[Image point annotation entries]
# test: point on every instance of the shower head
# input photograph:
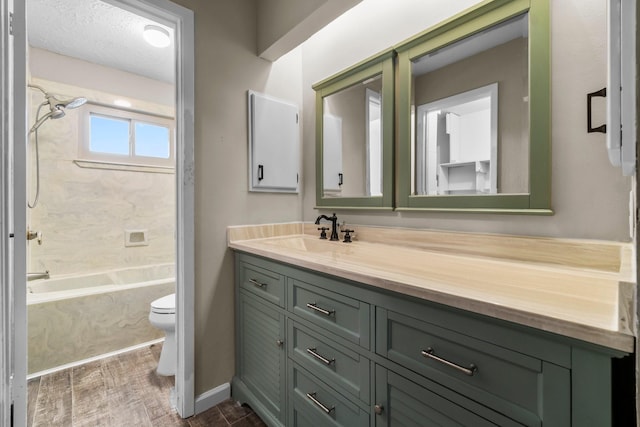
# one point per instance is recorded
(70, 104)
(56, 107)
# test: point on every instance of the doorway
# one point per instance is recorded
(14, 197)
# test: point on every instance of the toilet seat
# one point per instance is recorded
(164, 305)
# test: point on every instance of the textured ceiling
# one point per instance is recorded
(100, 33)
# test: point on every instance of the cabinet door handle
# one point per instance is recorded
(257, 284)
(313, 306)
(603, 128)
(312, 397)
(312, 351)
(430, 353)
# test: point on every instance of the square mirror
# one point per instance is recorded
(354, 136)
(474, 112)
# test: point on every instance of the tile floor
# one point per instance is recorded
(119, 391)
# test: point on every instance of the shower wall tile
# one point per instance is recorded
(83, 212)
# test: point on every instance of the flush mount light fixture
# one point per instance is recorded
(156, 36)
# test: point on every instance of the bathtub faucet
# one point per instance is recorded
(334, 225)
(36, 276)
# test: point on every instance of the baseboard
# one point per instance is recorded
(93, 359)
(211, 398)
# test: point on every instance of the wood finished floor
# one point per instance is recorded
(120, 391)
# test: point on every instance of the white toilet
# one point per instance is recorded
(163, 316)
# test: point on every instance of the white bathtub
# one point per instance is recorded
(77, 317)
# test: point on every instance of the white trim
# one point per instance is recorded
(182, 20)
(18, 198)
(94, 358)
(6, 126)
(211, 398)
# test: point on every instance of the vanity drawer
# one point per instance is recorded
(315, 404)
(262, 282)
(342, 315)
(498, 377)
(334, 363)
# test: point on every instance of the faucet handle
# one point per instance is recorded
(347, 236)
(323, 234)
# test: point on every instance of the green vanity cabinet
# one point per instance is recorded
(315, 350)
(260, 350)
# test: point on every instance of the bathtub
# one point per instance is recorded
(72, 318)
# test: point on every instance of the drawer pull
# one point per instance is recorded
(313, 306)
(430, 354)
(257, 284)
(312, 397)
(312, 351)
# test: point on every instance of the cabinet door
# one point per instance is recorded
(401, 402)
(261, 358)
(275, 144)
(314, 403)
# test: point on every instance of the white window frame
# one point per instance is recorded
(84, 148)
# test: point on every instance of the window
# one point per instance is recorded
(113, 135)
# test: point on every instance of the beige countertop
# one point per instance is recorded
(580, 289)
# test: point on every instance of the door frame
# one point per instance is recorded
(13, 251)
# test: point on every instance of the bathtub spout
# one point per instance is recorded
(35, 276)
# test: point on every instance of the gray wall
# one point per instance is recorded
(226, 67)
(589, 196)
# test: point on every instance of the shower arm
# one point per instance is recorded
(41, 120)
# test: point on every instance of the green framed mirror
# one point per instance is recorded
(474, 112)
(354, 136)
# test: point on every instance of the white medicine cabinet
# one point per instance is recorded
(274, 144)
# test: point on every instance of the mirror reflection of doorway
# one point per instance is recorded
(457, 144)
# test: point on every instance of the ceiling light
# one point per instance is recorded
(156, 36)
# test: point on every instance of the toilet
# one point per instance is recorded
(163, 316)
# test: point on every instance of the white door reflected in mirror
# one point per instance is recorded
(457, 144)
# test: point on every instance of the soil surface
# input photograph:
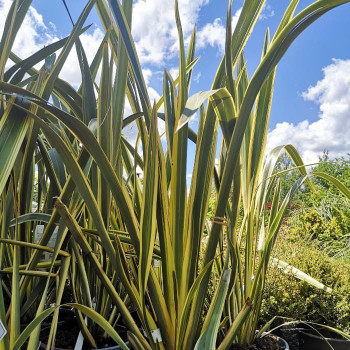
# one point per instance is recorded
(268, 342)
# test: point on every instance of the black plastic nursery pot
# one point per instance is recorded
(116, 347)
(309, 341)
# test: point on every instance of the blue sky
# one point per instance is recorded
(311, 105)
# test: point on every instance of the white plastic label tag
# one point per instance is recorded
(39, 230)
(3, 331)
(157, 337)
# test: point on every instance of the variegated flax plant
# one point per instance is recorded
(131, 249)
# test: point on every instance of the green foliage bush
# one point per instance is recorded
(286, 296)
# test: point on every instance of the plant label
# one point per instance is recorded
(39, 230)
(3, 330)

---

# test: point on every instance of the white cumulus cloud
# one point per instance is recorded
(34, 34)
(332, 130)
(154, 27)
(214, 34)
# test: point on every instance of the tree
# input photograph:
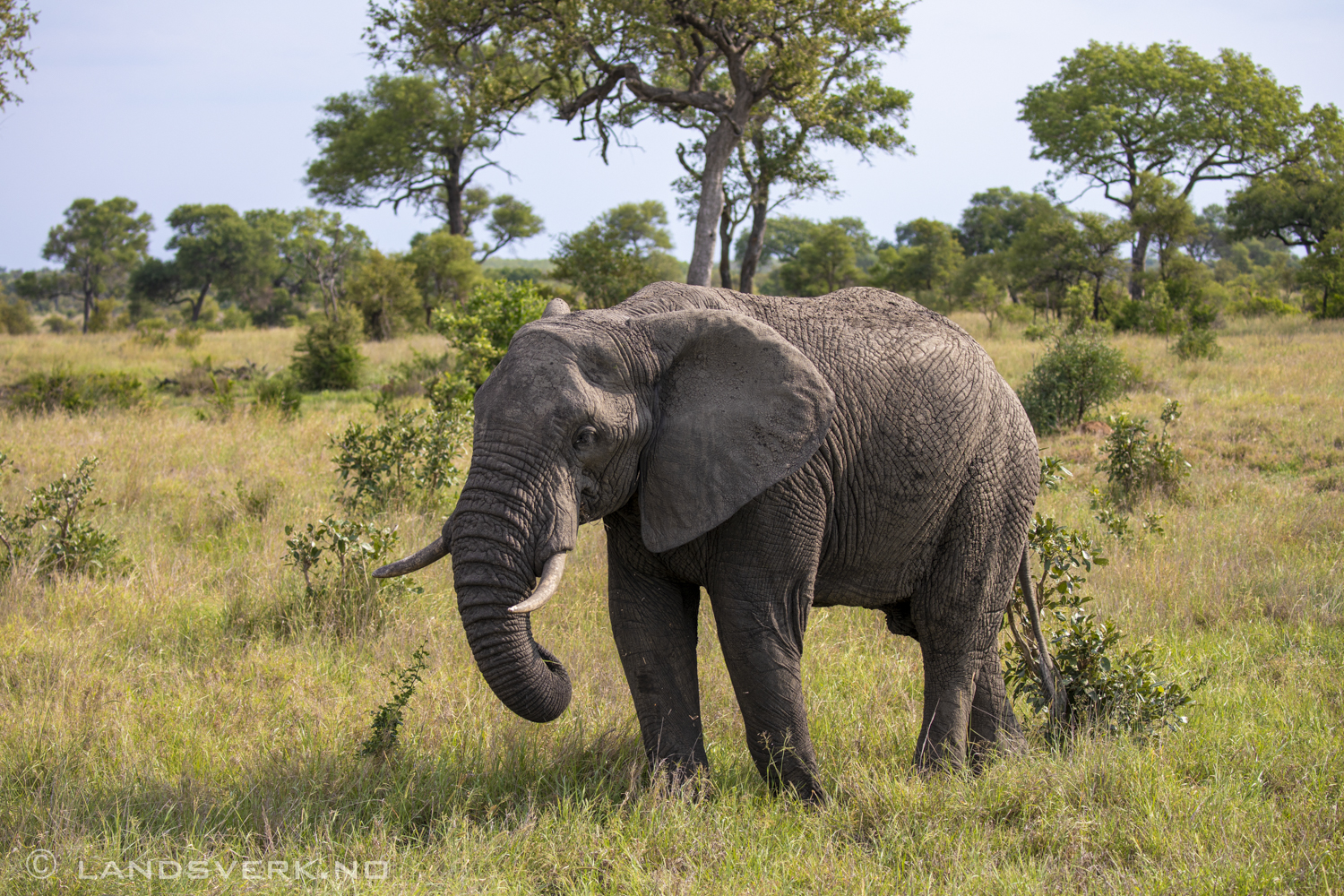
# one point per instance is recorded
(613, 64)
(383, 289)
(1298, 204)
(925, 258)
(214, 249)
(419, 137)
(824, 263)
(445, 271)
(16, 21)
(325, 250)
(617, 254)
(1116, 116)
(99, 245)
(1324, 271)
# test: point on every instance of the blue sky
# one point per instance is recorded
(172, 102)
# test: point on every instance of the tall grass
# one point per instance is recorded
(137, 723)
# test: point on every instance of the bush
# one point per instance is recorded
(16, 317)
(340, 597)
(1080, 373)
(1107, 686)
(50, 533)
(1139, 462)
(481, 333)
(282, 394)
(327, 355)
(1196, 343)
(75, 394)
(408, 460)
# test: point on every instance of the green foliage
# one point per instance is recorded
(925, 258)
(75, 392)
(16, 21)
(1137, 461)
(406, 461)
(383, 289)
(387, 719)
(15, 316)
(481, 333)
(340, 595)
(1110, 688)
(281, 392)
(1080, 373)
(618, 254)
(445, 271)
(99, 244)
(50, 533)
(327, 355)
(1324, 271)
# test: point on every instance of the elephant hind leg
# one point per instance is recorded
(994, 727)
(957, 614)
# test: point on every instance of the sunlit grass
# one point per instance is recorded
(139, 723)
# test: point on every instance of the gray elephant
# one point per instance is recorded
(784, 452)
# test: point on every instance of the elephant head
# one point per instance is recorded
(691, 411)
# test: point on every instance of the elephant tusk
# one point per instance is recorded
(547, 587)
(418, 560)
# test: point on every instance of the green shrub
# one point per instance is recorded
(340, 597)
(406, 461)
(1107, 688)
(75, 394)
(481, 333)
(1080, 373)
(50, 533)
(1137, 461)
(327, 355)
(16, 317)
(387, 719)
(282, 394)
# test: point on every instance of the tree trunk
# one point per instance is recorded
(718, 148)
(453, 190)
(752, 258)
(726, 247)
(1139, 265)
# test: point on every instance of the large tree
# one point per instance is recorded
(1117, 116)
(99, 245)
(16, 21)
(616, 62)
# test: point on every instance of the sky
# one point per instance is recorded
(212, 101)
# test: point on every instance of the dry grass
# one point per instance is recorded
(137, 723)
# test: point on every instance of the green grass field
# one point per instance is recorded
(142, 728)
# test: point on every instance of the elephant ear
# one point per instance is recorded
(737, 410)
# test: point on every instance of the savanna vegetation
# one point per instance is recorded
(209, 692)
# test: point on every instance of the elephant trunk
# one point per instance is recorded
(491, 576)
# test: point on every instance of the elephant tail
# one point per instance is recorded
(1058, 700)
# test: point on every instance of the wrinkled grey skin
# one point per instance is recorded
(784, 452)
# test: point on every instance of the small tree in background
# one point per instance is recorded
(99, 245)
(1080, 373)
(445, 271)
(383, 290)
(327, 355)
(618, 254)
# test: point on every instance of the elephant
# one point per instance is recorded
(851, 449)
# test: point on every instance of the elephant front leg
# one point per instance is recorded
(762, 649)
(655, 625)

==

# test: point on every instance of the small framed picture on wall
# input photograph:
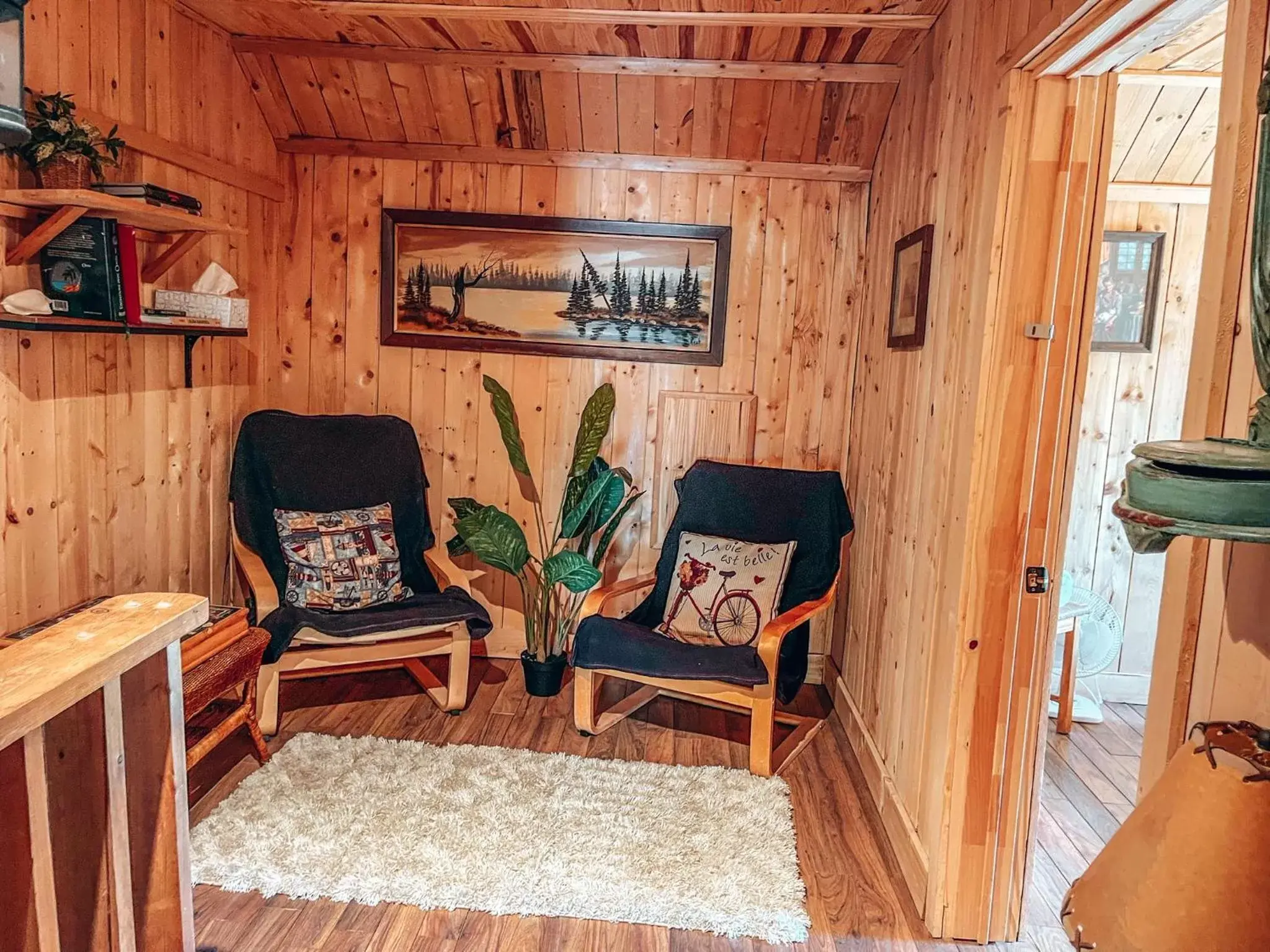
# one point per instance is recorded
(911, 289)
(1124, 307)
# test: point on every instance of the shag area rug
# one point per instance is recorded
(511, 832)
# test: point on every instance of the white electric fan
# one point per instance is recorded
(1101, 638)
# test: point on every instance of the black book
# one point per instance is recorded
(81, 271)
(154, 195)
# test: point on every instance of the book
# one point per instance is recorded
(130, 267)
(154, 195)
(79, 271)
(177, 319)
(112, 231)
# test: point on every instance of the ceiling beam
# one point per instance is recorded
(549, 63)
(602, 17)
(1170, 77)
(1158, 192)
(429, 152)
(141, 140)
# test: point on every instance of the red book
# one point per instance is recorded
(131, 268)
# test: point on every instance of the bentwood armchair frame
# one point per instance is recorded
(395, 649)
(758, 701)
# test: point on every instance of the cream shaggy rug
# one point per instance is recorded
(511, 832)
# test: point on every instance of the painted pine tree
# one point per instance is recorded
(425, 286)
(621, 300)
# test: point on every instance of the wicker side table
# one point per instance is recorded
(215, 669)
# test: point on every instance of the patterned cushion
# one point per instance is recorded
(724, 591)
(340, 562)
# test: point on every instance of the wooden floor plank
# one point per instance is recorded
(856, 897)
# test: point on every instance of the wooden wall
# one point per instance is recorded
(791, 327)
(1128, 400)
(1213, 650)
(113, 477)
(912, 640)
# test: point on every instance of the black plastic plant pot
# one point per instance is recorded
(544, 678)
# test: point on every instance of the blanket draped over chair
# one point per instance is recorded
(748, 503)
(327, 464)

:: What the exercise asks ::
Copy the rows word for word, starting at the line that contains "# test: point on every instance of the green shrub" and ending with the line that contains "(1139, 265)".

:: Solution to the problem ::
# test: point on every instance of the green shrub
# one point per instance is recorded
(340, 597)
(406, 461)
(1107, 688)
(75, 394)
(481, 333)
(1080, 373)
(50, 533)
(1137, 461)
(327, 355)
(16, 317)
(387, 719)
(282, 394)
# test: point on every instance of the tree trunk
# one point per instance is recorded
(718, 148)
(453, 190)
(752, 258)
(726, 247)
(1139, 265)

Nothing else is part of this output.